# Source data
****************************************

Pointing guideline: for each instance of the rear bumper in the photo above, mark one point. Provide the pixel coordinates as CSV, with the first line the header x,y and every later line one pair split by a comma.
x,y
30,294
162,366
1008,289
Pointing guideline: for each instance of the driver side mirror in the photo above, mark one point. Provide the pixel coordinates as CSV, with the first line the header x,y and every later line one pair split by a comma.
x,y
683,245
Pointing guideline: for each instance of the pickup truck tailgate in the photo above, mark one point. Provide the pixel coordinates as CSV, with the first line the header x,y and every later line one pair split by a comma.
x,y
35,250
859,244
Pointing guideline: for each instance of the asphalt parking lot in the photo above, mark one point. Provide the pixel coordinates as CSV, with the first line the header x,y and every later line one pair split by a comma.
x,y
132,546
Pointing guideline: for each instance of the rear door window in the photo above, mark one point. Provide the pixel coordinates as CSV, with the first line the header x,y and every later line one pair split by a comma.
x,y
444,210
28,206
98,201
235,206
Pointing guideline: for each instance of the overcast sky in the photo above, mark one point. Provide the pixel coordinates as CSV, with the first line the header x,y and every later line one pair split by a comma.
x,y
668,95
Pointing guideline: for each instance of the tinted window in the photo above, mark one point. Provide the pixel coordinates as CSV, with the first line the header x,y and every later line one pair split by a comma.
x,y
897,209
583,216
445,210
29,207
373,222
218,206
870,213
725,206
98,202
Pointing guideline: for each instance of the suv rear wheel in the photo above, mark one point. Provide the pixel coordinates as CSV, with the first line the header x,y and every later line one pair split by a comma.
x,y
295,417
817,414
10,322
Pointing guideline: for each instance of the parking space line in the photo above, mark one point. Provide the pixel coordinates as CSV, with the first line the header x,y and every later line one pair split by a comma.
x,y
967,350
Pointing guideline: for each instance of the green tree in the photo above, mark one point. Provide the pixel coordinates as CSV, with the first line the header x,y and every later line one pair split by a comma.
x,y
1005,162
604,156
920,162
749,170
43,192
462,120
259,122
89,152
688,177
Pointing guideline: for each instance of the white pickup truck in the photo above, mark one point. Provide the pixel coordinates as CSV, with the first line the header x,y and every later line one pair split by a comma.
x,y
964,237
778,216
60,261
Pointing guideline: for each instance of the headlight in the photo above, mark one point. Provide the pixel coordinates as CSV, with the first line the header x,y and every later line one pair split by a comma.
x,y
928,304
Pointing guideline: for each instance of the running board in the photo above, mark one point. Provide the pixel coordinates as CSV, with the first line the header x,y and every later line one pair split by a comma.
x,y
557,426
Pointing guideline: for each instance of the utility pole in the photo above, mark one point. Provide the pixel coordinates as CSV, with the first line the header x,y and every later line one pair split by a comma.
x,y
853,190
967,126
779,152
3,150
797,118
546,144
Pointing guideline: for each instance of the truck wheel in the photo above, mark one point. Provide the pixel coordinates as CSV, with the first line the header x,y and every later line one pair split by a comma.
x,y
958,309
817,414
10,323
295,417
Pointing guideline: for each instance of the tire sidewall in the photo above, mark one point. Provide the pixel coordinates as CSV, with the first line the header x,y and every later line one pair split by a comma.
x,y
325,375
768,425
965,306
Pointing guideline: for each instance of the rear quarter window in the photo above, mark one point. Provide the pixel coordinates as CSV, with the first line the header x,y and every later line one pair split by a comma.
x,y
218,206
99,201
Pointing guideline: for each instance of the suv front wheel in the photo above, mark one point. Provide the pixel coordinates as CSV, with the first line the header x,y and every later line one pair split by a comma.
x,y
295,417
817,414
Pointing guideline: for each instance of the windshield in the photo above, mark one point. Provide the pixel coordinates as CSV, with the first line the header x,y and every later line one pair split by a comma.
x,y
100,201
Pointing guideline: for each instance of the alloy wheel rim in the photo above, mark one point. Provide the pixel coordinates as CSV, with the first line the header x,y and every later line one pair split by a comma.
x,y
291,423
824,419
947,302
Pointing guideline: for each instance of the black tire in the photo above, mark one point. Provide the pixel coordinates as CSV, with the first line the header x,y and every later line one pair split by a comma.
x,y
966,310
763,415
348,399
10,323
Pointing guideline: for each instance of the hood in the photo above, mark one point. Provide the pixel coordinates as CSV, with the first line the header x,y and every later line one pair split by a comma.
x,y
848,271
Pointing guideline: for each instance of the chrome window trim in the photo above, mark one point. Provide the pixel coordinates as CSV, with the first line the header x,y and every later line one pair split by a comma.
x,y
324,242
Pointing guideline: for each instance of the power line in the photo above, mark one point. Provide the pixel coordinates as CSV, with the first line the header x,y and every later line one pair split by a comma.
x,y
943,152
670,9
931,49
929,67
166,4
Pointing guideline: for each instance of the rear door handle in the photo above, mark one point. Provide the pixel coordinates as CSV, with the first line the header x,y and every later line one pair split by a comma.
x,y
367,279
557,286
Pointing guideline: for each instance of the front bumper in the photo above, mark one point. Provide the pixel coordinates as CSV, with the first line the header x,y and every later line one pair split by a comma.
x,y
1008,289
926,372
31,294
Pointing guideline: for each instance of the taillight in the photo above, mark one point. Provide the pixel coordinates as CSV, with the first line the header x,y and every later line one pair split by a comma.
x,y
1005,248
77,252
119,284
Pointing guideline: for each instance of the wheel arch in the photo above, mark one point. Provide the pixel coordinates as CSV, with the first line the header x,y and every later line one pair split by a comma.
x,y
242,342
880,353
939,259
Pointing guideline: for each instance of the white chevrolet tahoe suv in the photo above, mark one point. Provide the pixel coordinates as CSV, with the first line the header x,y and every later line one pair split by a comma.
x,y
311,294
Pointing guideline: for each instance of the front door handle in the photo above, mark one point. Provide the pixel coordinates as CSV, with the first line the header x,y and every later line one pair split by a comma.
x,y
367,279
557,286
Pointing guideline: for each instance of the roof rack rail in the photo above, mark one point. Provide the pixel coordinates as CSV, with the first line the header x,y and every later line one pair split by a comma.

****************************************

# About this task
Give the data again, exactly as it appears above.

# Task output
Pointing guideline: for each instance of the rear bumper in the photo above, mark one point. Provide the pixel coordinates as CSV, with the first line the header x,y and every later line one pair split by a comma.
x,y
30,294
162,366
1008,289
Pointing guideline: for each instance of the driver side mirror in the photo above, mark one point. Provide the pixel coordinates as CSV, with the first line the header x,y and every later line one pair split by a comma.
x,y
683,245
Pointing guideline: for each instance of the pickup truck tailgate in the photo above, mark one point. Provide the pixel coordinates as CSV, with the first line the header x,y and every later line one pair split by a comma.
x,y
35,250
859,244
Pointing guideline: for each instance of the asphalt parking lot in the photo above, mark one point. Provide the pixel coordinates as CSV, with the first line the header x,y and every later line one pair split by a comma.
x,y
132,546
Pointing guideline: for each instance of the rear door window in the photo above, mark one point. Provide the pixel coordinates as CSV, with the first line the header x,y and every later line one pair split by a comma.
x,y
444,210
28,206
98,201
235,206
Pointing guideline: for each instance of the overcast sky in the photo above, mark one point. Provide the pixel coordinates as CSV, with the first line the header x,y and every later line one pair split by a comma.
x,y
668,95
Pointing guideline: for each instance of the tinted window in the photo above, mark one point. Provide the pixel coordinates as CSV, with the first line the header x,y and every later line one pair split by a comma.
x,y
897,209
583,216
445,210
29,207
373,222
218,206
870,213
725,206
98,202
Pointing guideline: for each instance of the suv rear wheel in the photo above, mark one point. Provide the pixel coordinates as CSV, with the first line the header x,y and every later line one pair split by a comma.
x,y
295,417
817,414
10,322
Pointing guideline: for each instance of the parking space line in the photo above, mark one point. Provide the pixel coordinates as CSV, with the first line the header x,y and every later line one pair split by a comma.
x,y
967,350
Pointing guideline: for each instance of the green tree in the photo above, mark one point. Provide the pixel coordinates as CSV, with the first line the header x,y and every later line one pair split by a comma.
x,y
1005,162
604,156
920,162
749,170
43,192
462,120
259,122
89,152
688,177
Pointing guideline: for each instance of the white pickup truck in the photo above, mark one point. Provide the pixel coordinates as CSV, with the first line the header x,y and every later line one pair split by a comma.
x,y
964,237
778,216
60,261
Pointing guideline: for each instance of the headlight in the photo above, mark one point. Provide the pixel coordinates as CSV, with the first line the header x,y and every later line one pair split by a comma.
x,y
928,304
Pointing guideline: for each instance of the running board in the photo above, mark one point. Provide the pixel coordinates as CSV, with the first line the header x,y and every later line one pair split by a comma.
x,y
557,426
Pointing guideline: for each instance of the utility pole in the photo above, mark one point. Provide the pixel coordinates as CSV, with the first line the header x,y and every later line one pair split by a comma.
x,y
853,190
967,126
779,152
3,150
797,118
546,144
Pointing guideline: for each instance of the truck wheel in the photo above, mark one point. Provide the pixel coordinates as CSV, with the first line the header x,y and every later line one pair split by a comma.
x,y
958,309
817,414
10,323
295,417
Pointing guideline: for each instance of the tire sidewall in the photo above, mark one point. Provide the pixel coordinates as CSV, with the first line the header x,y and every later line one pair split by a comma.
x,y
325,375
768,425
965,306
Pointing guideline: for each instance of the rear quarter window in the photo above, mark one point. Provide the pixel coordinates as CSV, with the first line the header x,y and every later line one pair split by a comma.
x,y
218,206
99,201
Pointing guideline: for each instance of the suv front wheel in the photo above, mark one point. Provide the pixel coordinates as CSV, with the first line the header x,y and every later line one pair split by a comma.
x,y
295,417
817,414
Pointing guideline: for each instance of the windshield in the photo above, mark one point. Provide the pixel coordinates as CSV, with the first line the header x,y and every later line one pair split by a comma.
x,y
100,201
Pointing guideline: for each instance of the alloy wheel rim in the photo above, mark one point. Provide the pixel coordinates as CSV, with the first line the header x,y and every later line one pair split by a comma.
x,y
291,423
824,419
947,302
Pointing guideline: for each instance of the black tire in the photo above, mark one point. Provide the pixel coordinates as CSV, with the first line the header x,y and every later line one pair split by a comma.
x,y
966,310
763,415
348,399
10,323
Pointing guideline: for each instance of the hood in the photo above, mark one point. Provide the pixel coordinates as CSV, with the first line the header x,y and every later line one pair split by a comma.
x,y
848,271
Pointing guideline: for each instance of the chrome window trim in the photo above, mark one point. Provide the pixel coordinates as CSV, with the first line the header x,y and every later line one pair split by a comma.
x,y
324,242
Pointing guideline: for each instance of the power line in the photo above, mark one point. Provide the pixel coordinates as CSV, with the first line the header x,y and every later line one pair split by a comma.
x,y
943,152
670,9
931,49
929,67
166,4
Pointing guideline: for each instance of the rear door handle in the photo above, mark one point. Provide the pixel coordinates as CSV, with the first line the header x,y and every later line one pair split by a comma.
x,y
367,279
557,286
Pointing guideline: for each instance of the front bumper in the photo above, mark one point. Provide the pixel coordinates as CSV, with the first line the header x,y and every later line one pair split by a comma.
x,y
1008,289
926,372
31,294
Pointing guideline: for each instance of the taillight in the photo above, mark one point. Provide the pixel coordinates as CSV, with the first line the header x,y and every later line one pair split by a comma.
x,y
1005,248
77,252
119,284
Pointing guideline: for each instance of the wheel arch in the photo above, mark one point. Provide the pixel coordinates as CSV, with the first line the header x,y and every later line one pair split by a comma.
x,y
242,342
880,353
939,259
Pointing guideline: for each instance of the white chevrolet tahoe suv in the photo above, mark one point. Provide the pixel coordinates as CSV, with the first line the header x,y and every later line one pair split by a comma.
x,y
311,294
Pointing guideline: for each instance of the front door handle in the photo above, mark one point. Provide the pixel coordinates as CSV, with the first line the header x,y and every later line one pair split by a comma.
x,y
367,279
557,286
Pointing guideline: for each instance of the roof rack rail in the photo above, mark one point. Provide the pixel coordinates as CSV, with the first line the header x,y and every later line one pair split by a comma.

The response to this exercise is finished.